■ **EXERCISE DETAILS**
Start your answer with the line containing "Target: microwave door handle" and end it with the last line of the records below, retyping every line between exactly and adding nothing.

■ **GIVEN INFORMATION**

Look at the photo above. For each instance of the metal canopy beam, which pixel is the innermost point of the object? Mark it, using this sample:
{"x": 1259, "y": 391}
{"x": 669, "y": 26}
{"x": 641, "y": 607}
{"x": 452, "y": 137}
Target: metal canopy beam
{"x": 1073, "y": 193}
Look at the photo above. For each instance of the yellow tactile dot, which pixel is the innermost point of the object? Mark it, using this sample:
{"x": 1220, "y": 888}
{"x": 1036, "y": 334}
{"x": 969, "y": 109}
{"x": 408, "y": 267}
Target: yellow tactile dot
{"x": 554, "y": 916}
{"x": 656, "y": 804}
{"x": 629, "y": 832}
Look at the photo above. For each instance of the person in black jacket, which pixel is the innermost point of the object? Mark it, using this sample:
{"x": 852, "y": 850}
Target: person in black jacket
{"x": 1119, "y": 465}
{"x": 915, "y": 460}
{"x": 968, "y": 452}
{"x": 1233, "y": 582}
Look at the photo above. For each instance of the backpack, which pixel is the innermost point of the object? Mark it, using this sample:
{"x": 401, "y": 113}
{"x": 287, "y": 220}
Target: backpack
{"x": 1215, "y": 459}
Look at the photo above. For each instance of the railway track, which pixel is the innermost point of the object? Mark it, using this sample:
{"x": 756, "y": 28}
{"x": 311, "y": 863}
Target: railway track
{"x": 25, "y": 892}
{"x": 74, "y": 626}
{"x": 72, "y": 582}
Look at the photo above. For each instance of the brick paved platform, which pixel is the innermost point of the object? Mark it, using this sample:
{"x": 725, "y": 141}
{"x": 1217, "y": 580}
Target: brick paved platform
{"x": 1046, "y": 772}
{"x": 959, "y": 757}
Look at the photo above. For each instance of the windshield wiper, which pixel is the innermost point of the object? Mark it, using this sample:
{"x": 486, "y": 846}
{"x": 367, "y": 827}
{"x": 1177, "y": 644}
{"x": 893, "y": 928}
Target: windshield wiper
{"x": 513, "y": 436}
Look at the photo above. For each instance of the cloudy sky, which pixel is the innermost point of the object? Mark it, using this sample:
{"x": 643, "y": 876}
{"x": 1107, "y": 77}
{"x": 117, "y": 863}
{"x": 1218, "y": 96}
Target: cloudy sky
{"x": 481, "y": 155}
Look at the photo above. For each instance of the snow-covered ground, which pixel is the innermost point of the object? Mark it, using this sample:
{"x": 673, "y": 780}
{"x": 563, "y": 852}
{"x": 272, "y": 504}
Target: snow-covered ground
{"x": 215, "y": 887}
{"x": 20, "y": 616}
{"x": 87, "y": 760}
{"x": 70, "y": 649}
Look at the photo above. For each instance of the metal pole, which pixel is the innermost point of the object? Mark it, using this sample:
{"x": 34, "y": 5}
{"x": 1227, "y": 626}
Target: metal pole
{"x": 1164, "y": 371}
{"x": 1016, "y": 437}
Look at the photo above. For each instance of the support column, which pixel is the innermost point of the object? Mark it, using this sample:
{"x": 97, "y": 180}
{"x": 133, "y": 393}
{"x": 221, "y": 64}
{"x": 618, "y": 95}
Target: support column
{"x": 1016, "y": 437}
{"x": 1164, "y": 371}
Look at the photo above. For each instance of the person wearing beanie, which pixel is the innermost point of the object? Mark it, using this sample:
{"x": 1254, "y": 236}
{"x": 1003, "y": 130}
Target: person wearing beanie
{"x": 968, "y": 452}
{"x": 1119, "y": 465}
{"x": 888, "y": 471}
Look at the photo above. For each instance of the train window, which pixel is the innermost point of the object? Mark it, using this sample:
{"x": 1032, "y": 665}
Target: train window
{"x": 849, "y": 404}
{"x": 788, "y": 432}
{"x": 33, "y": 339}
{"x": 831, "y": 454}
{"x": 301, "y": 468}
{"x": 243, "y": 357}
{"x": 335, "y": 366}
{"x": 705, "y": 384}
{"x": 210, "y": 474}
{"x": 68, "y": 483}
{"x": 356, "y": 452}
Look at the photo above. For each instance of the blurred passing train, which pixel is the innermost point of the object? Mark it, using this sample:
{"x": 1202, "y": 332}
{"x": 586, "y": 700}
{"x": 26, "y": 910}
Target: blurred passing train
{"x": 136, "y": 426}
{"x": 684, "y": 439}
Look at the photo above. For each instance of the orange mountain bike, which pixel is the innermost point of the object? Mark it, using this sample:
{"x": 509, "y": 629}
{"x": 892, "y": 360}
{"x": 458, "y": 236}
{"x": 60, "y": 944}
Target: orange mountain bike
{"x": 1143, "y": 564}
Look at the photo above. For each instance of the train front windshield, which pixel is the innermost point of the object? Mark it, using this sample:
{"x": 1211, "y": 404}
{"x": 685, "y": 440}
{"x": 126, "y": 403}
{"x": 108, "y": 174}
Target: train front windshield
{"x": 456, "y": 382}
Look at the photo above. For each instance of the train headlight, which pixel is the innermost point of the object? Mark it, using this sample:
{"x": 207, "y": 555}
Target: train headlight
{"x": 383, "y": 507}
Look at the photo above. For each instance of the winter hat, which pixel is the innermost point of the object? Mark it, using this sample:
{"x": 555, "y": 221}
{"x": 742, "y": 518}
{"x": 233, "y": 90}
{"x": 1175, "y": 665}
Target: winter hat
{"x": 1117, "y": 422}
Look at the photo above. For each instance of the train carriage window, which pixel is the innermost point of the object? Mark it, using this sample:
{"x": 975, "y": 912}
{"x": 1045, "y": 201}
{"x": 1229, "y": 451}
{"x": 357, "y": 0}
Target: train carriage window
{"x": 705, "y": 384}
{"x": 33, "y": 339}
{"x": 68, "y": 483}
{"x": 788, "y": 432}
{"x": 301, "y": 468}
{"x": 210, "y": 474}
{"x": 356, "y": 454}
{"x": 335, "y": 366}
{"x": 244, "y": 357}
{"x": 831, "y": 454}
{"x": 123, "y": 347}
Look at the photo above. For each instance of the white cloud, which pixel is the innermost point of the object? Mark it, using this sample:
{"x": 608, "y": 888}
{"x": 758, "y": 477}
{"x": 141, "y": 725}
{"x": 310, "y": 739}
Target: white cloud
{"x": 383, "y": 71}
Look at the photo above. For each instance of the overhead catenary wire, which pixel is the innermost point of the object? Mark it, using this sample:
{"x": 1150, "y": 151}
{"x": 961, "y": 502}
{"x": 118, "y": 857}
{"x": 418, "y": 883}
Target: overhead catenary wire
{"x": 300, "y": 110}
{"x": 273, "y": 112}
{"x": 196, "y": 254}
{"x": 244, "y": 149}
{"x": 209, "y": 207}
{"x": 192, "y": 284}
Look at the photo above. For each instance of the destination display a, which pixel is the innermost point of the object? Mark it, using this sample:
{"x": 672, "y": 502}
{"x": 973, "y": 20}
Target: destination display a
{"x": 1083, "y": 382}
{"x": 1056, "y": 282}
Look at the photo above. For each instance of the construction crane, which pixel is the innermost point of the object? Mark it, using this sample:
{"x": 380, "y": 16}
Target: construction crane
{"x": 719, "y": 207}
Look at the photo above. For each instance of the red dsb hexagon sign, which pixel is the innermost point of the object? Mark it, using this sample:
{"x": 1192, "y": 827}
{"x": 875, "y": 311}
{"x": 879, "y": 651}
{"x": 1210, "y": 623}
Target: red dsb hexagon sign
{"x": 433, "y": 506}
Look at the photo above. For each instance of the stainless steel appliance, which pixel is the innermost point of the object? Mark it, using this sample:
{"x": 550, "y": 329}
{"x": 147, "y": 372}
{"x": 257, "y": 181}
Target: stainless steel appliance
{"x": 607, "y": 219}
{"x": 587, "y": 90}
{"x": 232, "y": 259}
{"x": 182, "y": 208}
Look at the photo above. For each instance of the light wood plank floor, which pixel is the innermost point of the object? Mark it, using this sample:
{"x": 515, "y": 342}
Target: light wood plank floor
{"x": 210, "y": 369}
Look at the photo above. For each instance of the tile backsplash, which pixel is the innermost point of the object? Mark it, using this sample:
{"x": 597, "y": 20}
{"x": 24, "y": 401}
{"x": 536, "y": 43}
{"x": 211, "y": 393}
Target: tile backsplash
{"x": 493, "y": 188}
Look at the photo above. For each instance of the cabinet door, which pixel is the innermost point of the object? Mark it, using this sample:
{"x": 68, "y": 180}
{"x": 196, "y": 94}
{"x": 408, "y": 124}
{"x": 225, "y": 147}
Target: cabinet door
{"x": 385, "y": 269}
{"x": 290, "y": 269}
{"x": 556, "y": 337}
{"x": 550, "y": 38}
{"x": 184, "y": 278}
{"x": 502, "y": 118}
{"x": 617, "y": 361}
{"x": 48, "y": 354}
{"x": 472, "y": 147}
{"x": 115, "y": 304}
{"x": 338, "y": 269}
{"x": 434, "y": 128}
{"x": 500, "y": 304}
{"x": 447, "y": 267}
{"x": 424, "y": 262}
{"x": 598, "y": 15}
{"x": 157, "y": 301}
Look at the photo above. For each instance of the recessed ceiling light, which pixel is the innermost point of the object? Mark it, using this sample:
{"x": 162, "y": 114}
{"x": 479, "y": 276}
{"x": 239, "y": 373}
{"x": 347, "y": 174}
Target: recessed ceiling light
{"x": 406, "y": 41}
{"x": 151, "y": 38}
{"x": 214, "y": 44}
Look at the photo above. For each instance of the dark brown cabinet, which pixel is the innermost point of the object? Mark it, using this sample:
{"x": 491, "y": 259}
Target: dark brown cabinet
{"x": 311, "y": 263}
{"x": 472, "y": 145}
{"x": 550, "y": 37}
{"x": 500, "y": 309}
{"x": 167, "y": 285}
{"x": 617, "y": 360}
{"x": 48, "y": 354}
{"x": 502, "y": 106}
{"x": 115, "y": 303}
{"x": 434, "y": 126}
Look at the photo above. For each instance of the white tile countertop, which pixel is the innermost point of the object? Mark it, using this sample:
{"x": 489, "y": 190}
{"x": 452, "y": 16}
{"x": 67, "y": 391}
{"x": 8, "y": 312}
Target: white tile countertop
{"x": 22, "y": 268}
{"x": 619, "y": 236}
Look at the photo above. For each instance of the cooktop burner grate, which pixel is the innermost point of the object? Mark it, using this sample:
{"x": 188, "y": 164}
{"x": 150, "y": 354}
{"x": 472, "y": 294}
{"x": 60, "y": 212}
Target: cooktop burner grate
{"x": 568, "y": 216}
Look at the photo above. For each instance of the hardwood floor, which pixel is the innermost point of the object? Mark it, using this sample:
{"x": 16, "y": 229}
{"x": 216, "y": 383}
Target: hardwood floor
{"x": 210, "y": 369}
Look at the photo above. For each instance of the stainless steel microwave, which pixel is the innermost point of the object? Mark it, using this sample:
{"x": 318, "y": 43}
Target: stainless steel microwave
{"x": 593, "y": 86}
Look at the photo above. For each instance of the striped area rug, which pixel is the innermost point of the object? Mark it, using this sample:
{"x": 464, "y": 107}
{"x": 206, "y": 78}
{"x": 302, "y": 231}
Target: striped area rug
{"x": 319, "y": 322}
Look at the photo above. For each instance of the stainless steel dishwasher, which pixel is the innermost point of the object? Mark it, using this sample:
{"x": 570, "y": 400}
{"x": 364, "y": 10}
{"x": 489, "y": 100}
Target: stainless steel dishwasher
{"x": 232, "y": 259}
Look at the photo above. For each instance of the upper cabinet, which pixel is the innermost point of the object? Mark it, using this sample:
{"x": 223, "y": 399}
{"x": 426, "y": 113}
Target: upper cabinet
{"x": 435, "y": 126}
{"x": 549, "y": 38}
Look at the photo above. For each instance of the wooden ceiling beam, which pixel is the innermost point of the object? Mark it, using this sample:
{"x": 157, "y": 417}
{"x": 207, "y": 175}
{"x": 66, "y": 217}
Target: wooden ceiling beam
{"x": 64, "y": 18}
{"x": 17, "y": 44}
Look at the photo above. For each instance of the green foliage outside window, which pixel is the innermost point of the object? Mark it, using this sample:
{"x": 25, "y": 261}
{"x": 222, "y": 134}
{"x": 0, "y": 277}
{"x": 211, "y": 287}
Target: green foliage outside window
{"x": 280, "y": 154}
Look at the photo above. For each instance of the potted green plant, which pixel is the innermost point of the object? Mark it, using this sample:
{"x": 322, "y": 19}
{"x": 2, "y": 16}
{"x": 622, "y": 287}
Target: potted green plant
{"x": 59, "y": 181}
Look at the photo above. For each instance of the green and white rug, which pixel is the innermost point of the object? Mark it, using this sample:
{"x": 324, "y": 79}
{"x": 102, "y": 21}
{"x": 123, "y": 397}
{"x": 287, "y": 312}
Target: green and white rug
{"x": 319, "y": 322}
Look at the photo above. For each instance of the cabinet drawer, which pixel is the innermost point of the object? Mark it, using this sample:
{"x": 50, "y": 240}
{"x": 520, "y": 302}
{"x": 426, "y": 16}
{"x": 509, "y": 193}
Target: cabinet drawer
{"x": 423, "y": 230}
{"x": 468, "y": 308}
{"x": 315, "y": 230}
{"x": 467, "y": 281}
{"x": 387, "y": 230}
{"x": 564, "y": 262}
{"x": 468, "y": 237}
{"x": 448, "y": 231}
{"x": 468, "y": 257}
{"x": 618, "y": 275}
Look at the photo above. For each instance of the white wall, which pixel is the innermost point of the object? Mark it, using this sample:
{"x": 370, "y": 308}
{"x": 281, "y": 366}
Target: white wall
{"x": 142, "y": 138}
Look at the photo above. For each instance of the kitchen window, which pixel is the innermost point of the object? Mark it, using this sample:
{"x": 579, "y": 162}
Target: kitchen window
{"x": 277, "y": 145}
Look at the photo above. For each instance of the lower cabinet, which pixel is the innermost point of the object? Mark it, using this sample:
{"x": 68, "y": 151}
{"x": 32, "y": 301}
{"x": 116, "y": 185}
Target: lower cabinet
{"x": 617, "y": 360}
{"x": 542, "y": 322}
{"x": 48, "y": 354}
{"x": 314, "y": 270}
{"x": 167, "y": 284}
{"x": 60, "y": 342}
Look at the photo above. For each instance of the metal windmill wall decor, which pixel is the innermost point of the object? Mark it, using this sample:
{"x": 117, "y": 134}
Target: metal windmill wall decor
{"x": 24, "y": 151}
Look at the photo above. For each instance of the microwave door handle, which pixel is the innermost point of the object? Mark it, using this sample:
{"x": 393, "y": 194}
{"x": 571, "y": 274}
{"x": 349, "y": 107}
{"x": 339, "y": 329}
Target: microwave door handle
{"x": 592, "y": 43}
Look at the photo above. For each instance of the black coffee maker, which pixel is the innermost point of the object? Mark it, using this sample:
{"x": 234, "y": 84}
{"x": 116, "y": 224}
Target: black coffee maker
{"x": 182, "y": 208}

■ **RESPONSE TO THE EXERCISE**
Target: microwave door handle
{"x": 592, "y": 43}
Look at the photo above. For each instance of the black coffee maker, which pixel is the innermost point of the object? Mark it, using this sample:
{"x": 234, "y": 84}
{"x": 116, "y": 224}
Target: black coffee maker
{"x": 182, "y": 208}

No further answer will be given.